### Page
>>>
Les leçons de Gaza : L’impunité ne sera pas éternelle

Gaza. Le monde a vécu des moments tragiques, des dialogues de sourds, le détournement du sens des mots et la censure, l’émotion face au carnage, le sentiment d’impuissance, de révolte. Cette guerre, question archi-politique et non religieuse, ni raciale, au motif immédiat bassement électoraliste, doit être interrogée. C’est un tournant dans les relations et les imaginaires entre les palestiniens et les israéliens, le Nord et le Sud, le monde musulman et l’Occident. Pour tous les analystes objectifs, un fait fondamental doit être gardé en vue quel que soit la divergence des opinions : dans cette guerre qui bafoue tous les principes, il y a un agresseur et un agresseur, un colonisé et un colonisateur, un opprimé et un oppresseur. Toute confusion et renvoi dos à dos des protagonistes sont une imposture.

Première leçon : Prise de conscience

Face à l’arrogance et la gravité de la situation, les peuples arabes, et des responsables politiques, sont dans les émotions, mais conscients. Partout, les manifestants, malgré l’horreur, ont fait preuve de maturité, gardé leur sang froid, respecter les lois de la Cité, et ne sont pas tombés dans le piège des provocations. Peu ont appelé à la guerre, mais à l’arrêt de l’agression d’une population totalement démunie, soumise au blocus et aux bombardements. Cependant, des régimes arabes, malgré leur riche histoire nationaliste, sont paralysés par la crainte de voir une seule faction de la résistance, à l’idéologie contestée, engranger des dividendes. Obnubilés par le rapport de force militaire défavorable, soumis au diktat des USA, prisonniers de visions défaitistes, ils se retrouvent incapables d’une analyse historique qui permet de définir leur stratégie. Les calculs étroits des régimes, dits modérés, freinent les possibilités d’une vision des enjeux. La tragédie de Gaza risque de se répéter si la priorité n’est pas donnée par les arabes à la mise en ouvre de mesures concrètes de pression, à de nouvelles alliances et à la volonté politique. Les armes de notre temps sont avant tout économiques et informationnelles. Il s’agit de comprendre les enjeux, de soutenir jusqu’au bout la logique du mouvement de libération, et d’amener les adversaires à s’inscrire dans la négociation, sur la base du droit et non point de la loi de la jungle. Sinon, exclure la guerre comme ultime choix serait plus que défaitiste. Au sein des Palestiniens, pour défendre leur intérêt fondamental, l’indépendance et la liberté, il y a une unité à fonder, une stratégie à concevoir et un coût à assumer. La lutte de libération en Algérie a triomphé sur ces bases. La résistance palestinienne, malgré ses limites, vient de démontrer qu’elle est capable de sacrifices.
<<<
(Lignes de données)
>>>
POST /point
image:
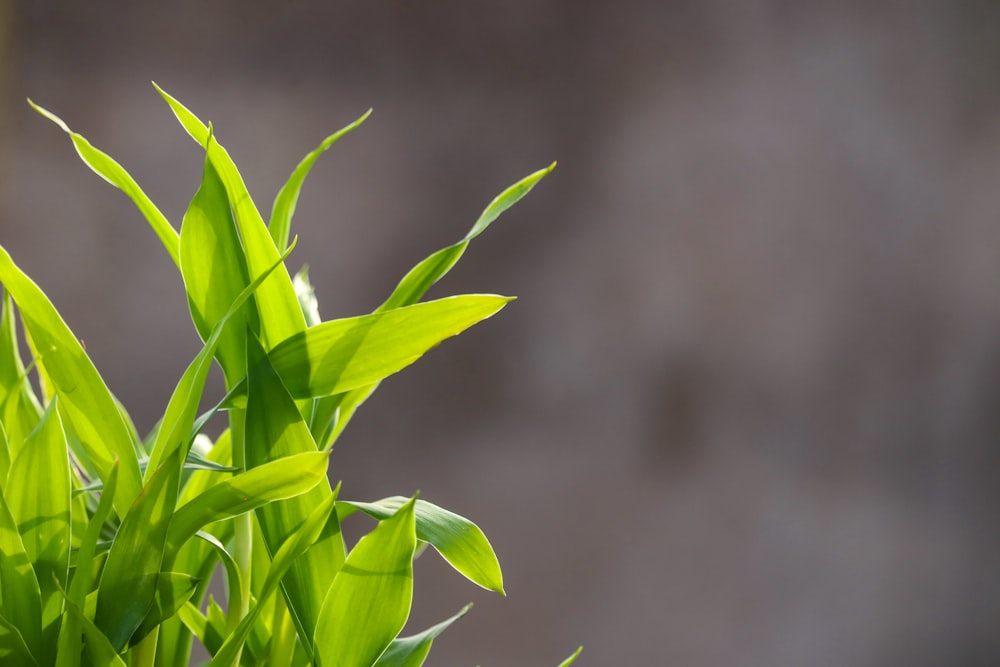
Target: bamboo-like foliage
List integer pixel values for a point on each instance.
(108, 540)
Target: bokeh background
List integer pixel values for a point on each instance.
(746, 409)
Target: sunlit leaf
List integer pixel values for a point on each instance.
(570, 660)
(128, 584)
(293, 548)
(276, 480)
(412, 651)
(288, 196)
(276, 302)
(69, 634)
(275, 430)
(461, 542)
(113, 173)
(369, 600)
(83, 397)
(22, 604)
(43, 517)
(354, 352)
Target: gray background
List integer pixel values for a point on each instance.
(745, 411)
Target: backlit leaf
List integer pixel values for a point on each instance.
(113, 173)
(461, 542)
(369, 601)
(43, 517)
(412, 651)
(293, 548)
(288, 196)
(83, 397)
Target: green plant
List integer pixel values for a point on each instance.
(108, 540)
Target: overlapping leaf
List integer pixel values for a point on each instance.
(344, 354)
(43, 518)
(113, 173)
(288, 196)
(275, 430)
(369, 601)
(83, 397)
(279, 309)
(461, 542)
(412, 651)
(332, 413)
(293, 548)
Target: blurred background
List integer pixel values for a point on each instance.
(746, 408)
<<<
### Travail demandé
1) D'après le texte sur Gaza, de quelle nature sont avant tout les armes de notre temps ?
2) Recopiez les lignes du listing depuis celle qui contient « Target: overlapping leaf » jusqu'à la fin du listing, bornes comprises.

### Corrigés
1) Elles sont avant tout économiques et informationnelles.

2)
Target: overlapping leaf
List integer pixel values for a point on each instance.
(344, 354)
(43, 518)
(113, 173)
(288, 196)
(275, 430)
(369, 601)
(83, 397)
(279, 309)
(461, 542)
(412, 651)
(332, 413)
(293, 548)
Target: blurred background
List integer pixel values for a point on each instance.
(746, 408)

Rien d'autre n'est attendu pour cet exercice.